### Do this
The records below should be written out again, exactly.

--- START ---

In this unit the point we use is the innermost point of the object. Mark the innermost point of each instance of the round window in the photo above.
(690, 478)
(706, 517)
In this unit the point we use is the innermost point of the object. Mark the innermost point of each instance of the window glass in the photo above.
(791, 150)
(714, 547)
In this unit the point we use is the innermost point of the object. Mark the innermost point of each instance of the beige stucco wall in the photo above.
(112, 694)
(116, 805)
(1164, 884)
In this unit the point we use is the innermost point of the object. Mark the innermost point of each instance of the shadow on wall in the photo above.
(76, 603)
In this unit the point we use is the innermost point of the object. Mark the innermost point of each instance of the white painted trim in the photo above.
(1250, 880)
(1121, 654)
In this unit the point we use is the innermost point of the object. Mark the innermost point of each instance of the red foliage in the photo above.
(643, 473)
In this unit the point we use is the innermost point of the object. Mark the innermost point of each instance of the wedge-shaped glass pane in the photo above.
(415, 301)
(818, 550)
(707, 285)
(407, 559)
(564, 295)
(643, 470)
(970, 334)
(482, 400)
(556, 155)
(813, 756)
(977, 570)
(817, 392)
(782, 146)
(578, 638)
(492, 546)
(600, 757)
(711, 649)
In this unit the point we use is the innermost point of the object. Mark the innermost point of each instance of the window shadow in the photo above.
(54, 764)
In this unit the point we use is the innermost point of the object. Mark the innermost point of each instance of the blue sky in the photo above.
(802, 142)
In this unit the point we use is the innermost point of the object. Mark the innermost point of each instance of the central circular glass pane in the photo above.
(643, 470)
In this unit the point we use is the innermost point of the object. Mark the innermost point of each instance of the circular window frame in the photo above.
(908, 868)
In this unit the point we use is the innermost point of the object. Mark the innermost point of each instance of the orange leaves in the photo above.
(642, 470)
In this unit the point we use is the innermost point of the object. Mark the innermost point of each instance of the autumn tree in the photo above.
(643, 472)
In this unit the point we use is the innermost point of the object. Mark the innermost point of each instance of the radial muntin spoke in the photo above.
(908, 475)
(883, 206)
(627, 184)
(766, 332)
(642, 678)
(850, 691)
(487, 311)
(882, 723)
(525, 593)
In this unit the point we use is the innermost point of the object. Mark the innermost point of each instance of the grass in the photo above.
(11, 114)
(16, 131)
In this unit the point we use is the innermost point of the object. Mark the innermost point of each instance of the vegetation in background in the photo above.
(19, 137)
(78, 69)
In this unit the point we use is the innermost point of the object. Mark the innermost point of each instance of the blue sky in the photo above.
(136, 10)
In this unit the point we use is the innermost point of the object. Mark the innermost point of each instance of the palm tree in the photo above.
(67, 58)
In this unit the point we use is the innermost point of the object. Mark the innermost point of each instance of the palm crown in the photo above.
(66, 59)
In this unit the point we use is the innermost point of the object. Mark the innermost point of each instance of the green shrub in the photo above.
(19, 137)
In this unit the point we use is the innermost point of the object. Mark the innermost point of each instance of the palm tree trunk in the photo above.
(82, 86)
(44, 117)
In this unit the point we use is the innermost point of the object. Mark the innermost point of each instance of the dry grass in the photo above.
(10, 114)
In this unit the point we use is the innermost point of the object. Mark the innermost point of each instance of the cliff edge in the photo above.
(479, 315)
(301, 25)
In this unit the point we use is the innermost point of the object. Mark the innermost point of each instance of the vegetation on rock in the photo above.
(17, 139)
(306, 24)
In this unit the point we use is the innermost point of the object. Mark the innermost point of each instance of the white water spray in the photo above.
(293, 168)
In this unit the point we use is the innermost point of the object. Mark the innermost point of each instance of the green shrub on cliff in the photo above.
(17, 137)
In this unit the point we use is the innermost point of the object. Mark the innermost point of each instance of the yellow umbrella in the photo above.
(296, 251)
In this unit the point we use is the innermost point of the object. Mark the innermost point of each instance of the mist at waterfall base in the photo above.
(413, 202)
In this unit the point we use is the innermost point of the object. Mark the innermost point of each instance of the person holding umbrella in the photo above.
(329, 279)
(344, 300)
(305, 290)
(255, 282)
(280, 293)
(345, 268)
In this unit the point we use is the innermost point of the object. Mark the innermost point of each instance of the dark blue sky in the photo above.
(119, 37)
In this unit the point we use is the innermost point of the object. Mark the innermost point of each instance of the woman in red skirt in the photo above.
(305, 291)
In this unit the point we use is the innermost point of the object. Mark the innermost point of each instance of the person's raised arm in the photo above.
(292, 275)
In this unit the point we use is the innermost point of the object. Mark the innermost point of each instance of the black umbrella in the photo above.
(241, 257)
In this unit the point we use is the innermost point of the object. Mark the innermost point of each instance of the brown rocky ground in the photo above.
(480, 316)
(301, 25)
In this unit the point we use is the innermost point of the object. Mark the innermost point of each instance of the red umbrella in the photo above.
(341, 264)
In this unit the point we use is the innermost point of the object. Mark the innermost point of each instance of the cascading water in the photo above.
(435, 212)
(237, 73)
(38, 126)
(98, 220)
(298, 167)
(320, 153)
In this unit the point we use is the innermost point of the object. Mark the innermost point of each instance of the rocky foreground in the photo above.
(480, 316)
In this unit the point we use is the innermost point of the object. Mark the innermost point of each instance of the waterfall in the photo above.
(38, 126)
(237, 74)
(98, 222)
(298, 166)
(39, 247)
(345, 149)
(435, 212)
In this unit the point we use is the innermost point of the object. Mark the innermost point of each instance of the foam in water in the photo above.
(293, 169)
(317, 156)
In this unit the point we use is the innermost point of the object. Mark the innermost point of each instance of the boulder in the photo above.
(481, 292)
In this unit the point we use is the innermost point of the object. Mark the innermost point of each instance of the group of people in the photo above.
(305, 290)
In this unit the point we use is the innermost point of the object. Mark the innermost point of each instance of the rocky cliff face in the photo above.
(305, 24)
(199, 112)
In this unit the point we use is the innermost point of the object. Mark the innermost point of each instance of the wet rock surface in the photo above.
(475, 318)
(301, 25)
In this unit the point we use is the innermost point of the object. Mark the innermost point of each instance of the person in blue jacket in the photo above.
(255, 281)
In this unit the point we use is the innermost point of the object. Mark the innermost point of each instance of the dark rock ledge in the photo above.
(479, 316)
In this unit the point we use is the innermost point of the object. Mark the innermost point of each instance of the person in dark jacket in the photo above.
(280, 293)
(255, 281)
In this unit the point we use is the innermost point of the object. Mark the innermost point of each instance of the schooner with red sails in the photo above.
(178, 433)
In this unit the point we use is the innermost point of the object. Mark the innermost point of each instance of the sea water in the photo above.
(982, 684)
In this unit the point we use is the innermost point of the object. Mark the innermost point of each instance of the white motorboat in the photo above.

--- END ---

### Task response
In this unit the point we use is the innermost point of the object. Mark the innermost point of each instance of the round window in the photo above.
(690, 478)
(706, 517)
In this unit the point we use is the innermost point of the object. Mark the innermost point of each instance of the window glass in the photo above.
(791, 150)
(714, 547)
In this unit the point we use is the innermost point of the object. Mark the innermost point of each instance of the beige stucco wall in the photo above.
(112, 694)
(116, 805)
(1164, 884)
In this unit the point we use is the innermost point of the object. Mark the innermost point of each instance of the shadow on wall in the photo above.
(76, 603)
In this unit the point we use is the innermost point of the object. Mark the innermost point of each instance of the white painted trim in the photo above.
(1250, 880)
(1121, 654)
In this unit the point we use is the innermost point of the object. Mark the innermost point of each instance of the red foliage in the photo above.
(643, 473)
In this unit the point we use is the innermost point of the object. Mark the innermost point of each instance of the wedge-shaped glass pane in the photo above.
(415, 301)
(818, 550)
(707, 285)
(407, 559)
(564, 295)
(643, 470)
(970, 334)
(482, 400)
(556, 155)
(813, 756)
(977, 570)
(817, 392)
(782, 146)
(578, 638)
(492, 546)
(600, 757)
(711, 649)
In this unit the point we use is the innermost point of the object. Mark the innermost point of each instance of the window shadow in the photo above.
(54, 764)
In this unit the point we use is the innermost point of the object. Mark the innermost point of each instance of the blue sky in the photo above.
(802, 142)
In this unit the point we use is the innermost point of the object. Mark the innermost point of each instance of the central circular glass pane in the photo above.
(643, 470)
In this unit the point we use is the innermost point of the object. Mark the innermost point of each instance of the circular window frame in the photo above.
(908, 868)
In this unit the point we use is the innermost point of the object. Mark the innermost point of each instance of the orange leaves in the photo above.
(642, 470)
In this unit the point we use is the innermost point of the object. Mark the innermost point of each instance of the autumn tree in the photo above.
(643, 472)
In this unit the point we use is the innermost point of the object. Mark the innermost point of each instance of the radial muntin spoke in the photo above.
(908, 475)
(883, 206)
(627, 184)
(766, 332)
(642, 678)
(850, 691)
(487, 311)
(882, 723)
(525, 593)
In this unit the point we use is the innermost point of the object. Mark the innermost point of each instance of the grass in the photo above.
(11, 114)
(16, 131)
In this unit the point we use is the innermost point of the object. Mark the innermost point of each instance of the vegetation in background in the photo above.
(19, 137)
(78, 69)
In this unit the point we use is the innermost point of the object. Mark the innermost point of each instance of the blue sky in the photo above.
(136, 10)
In this unit the point we use is the innermost point of the object. Mark the innermost point of each instance of the palm tree in the photo above.
(67, 58)
In this unit the point we use is the innermost point of the object. Mark the innermost point of each instance of the palm crown in the photo above.
(66, 59)
In this unit the point we use is the innermost point of the object. Mark the innermost point of each instance of the green shrub in the photo above.
(19, 137)
In this unit the point we use is the innermost point of the object. Mark the innermost point of each instance of the palm tree trunk in the photo above.
(82, 86)
(44, 117)
In this unit the point we use is the innermost point of the object. Mark the innermost point of each instance of the dry grass in the photo above.
(10, 114)
In this unit the point we use is the innermost point of the object. Mark the innermost point of each instance of the cliff edge in the photo above.
(479, 315)
(301, 25)
In this unit the point we use is the innermost point of the object. Mark the innermost point of each instance of the vegetation on rock in the photo above.
(17, 139)
(306, 24)
In this unit the point we use is the innermost point of the object. Mark the innermost point of each instance of the white water spray in the photo above.
(293, 168)
In this unit the point we use is the innermost point of the object. Mark the innermost point of each instance of the green shrub on cliff in the photo above.
(17, 137)
In this unit the point we use is the innermost point of the object. Mark the innermost point of each instance of the yellow umbrella in the photo above.
(296, 251)
In this unit the point we use is the innermost point of the object. Mark the innermost point of each instance of the mist at waterfall base in the photo above.
(413, 202)
In this unit the point we use is the innermost point of the object. Mark the innermost point of each instance of the person holding umbrella in the photo above.
(329, 279)
(344, 300)
(305, 290)
(255, 282)
(280, 293)
(345, 268)
In this unit the point we use is the innermost point of the object. Mark the innermost point of each instance of the dark blue sky in the photo above.
(119, 37)
In this unit the point we use is the innermost point of the object. Mark the innermost point of each instance of the woman in red skirt in the photo above.
(305, 291)
In this unit the point we use is the innermost point of the object. Mark the innermost point of each instance of the person's raised arm in the photo above.
(292, 275)
In this unit the point we use is the innermost point of the object. Mark the innermost point of each instance of the black umbrella in the photo above.
(241, 257)
In this unit the point we use is the innermost point of the object. Mark the innermost point of each instance of the brown rocky ground in the photo above.
(480, 316)
(301, 25)
In this unit the point we use is the innermost point of the object. Mark the innermost point of each instance of the red umbrella in the photo above.
(341, 264)
In this unit the point we use is the innermost point of the object. Mark the innermost point of each instance of the cascading water in the photo above.
(435, 212)
(237, 73)
(38, 126)
(98, 220)
(298, 167)
(320, 153)
In this unit the point we use is the innermost point of the object. Mark the innermost point of each instance of the rocky foreground in the photo above.
(480, 316)
In this unit the point we use is the innermost point of the object. Mark the innermost point of each instance of the waterfall in the photo above.
(38, 126)
(237, 74)
(98, 222)
(298, 166)
(39, 247)
(345, 149)
(435, 212)
In this unit the point we use is the innermost point of the object. Mark the innermost point of each instance of the foam in water in the photo above.
(293, 169)
(317, 156)
In this unit the point we use is the innermost point of the object. Mark the innermost point of each instance of the boulder in the photo above.
(481, 292)
In this unit the point we use is the innermost point of the object. Mark the innermost point of each instance of the group of people in the photo above.
(305, 290)
In this unit the point we use is the innermost point of the object. Mark the innermost point of each instance of the rocky cliff face in the photo above.
(305, 24)
(199, 112)
In this unit the point we use is the innermost point of the object. Mark the innermost point of each instance of the wet rock surface in the photo above.
(475, 318)
(301, 25)
In this unit the point we use is the innermost point of the object. Mark the innermost point of each instance of the person in blue jacket in the photo above.
(255, 281)
In this unit the point we use is the innermost point of the object. Mark the innermost point of each instance of the dark rock ledge in the photo above.
(479, 316)
In this unit the point we use is the innermost point of the object. Mark the innermost point of each instance of the person in dark jacket in the photo above.
(280, 293)
(255, 281)
In this unit the point we use is the innermost point of the object. Mark the innermost point of each instance of the schooner with red sails in the photo above.
(178, 433)
In this unit the point we use is the innermost point of the object. Mark the innermost point of each instance of the sea water in the photo above.
(982, 684)
In this unit the point we use is the innermost point of the object. Mark the innermost point of each instance of the white motorboat in the photo above.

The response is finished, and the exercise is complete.